Page text:
>> begin

The Trillium Book Award ( or Prix Trillium) is an annual literary award presented to writers in Ontario, Canada. It is administered by Ontario Creates, a Crown agency of the Government of Ontario, which is overseen by the Ministry of Heritage, Sport, Tourism and Culture Industries. The monetary component for the award includes amounts paid to the author of the book and to the publisher of the book. The award has been expanded several times since its establishment in 1987: a separate award for French-language literature was added in 1994, an award for poetry in each language was added in 2003, and an award for French-language children's literature was added in 2006.

History

The Trillium Book Award was created for three reasons:  
to recognize a book of literary excellence which furthers the understanding of Ontarians and Ontario society; 
to assist Ontario’s publishing industry; and, 
to bring Ontario’s public library and writing communities closer together.

>> end

Given information:
>> begin

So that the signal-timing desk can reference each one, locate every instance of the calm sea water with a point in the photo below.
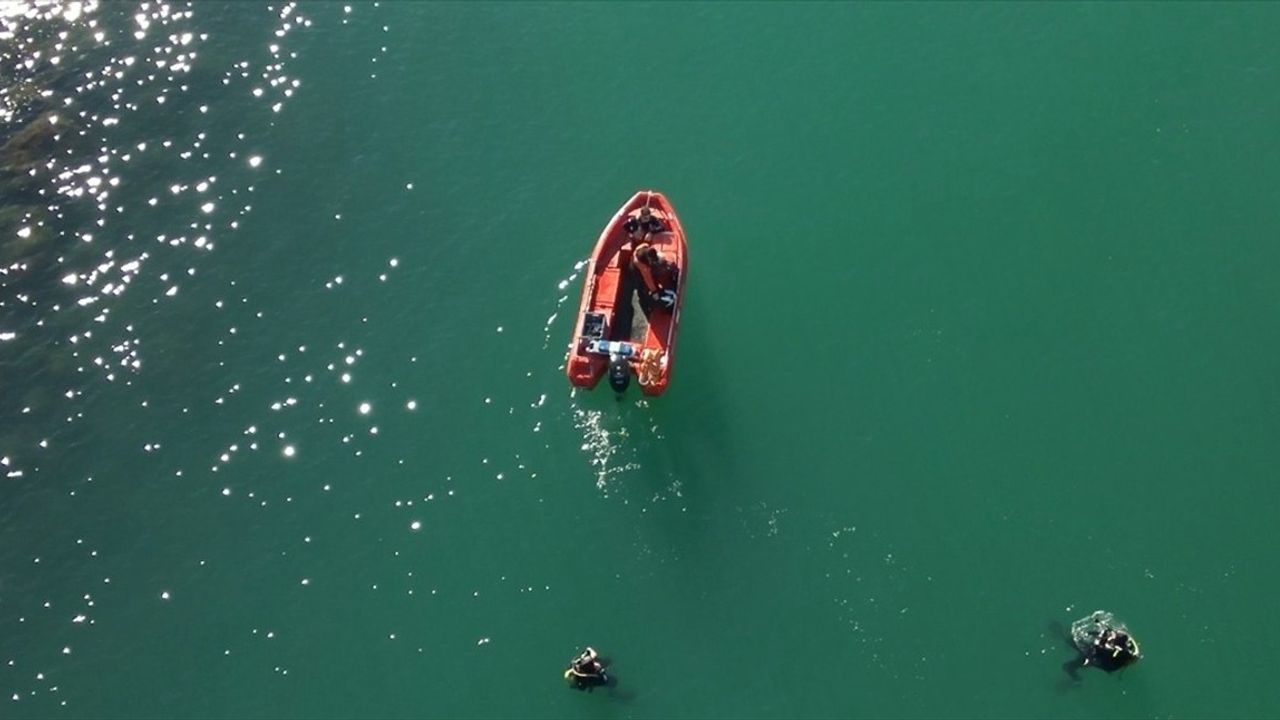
(981, 336)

>> end

Set of tasks:
a) What reasons for creating the award does the Trillium Book Award text list?
b) According to the Trillium Book Award text, which agency administers the award?
Answer from the Trillium Book Award text alone, not the material.

Expected responses:
a)
- To recognize a book of literary excellence that furthers the understanding of Ontarians and Ontario society
- To assist Ontario's publishing industry
- To bring Ontario's public library and writing communities closer together

b) Ontario Creates, a Crown agency of the Government of Ontario.